- Input rows
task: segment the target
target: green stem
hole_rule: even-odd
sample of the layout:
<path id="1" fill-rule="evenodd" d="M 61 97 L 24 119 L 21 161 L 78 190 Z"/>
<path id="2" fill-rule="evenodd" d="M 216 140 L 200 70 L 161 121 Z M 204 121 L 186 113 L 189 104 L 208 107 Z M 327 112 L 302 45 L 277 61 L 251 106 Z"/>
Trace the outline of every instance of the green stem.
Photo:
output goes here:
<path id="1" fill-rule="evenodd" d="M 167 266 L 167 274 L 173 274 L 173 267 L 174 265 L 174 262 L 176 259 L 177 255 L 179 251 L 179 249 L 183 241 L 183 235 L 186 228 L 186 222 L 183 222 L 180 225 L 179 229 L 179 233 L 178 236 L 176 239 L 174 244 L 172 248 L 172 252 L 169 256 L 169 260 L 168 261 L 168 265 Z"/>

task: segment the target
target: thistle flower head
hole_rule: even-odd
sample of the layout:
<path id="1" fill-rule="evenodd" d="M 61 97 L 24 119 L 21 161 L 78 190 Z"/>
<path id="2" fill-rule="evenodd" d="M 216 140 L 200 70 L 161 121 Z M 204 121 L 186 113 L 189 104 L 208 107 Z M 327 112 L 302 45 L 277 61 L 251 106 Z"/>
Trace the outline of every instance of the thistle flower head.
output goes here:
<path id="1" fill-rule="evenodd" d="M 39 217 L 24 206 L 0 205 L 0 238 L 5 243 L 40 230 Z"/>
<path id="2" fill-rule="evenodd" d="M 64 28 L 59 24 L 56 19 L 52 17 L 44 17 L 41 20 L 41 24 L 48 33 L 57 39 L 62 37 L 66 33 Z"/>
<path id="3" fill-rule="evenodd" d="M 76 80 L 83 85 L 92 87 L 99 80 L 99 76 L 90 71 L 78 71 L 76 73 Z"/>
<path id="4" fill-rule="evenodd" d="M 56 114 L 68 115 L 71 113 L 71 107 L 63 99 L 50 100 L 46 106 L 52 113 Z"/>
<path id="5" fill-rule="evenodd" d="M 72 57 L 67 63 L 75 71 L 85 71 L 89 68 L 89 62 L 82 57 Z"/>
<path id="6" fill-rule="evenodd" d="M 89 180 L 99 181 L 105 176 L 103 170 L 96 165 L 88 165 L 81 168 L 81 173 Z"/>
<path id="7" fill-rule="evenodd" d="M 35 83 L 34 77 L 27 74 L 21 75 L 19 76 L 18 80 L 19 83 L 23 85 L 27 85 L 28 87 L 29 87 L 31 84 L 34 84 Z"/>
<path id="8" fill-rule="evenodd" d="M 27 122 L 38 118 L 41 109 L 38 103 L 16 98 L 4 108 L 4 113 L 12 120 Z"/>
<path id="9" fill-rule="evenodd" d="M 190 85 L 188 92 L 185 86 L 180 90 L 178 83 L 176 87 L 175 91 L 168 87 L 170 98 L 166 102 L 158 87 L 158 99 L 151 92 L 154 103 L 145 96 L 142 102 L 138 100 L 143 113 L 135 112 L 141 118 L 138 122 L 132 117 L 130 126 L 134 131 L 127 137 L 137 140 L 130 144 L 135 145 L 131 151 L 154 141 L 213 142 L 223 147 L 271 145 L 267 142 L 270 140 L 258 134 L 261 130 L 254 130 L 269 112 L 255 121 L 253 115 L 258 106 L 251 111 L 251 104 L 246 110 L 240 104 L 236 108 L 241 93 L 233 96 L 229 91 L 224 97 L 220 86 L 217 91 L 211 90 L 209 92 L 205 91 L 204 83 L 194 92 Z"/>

- Goal of the exercise
How many lines in the entries above contain the word "outline"? Reply with the number alone.

- Output of the task
2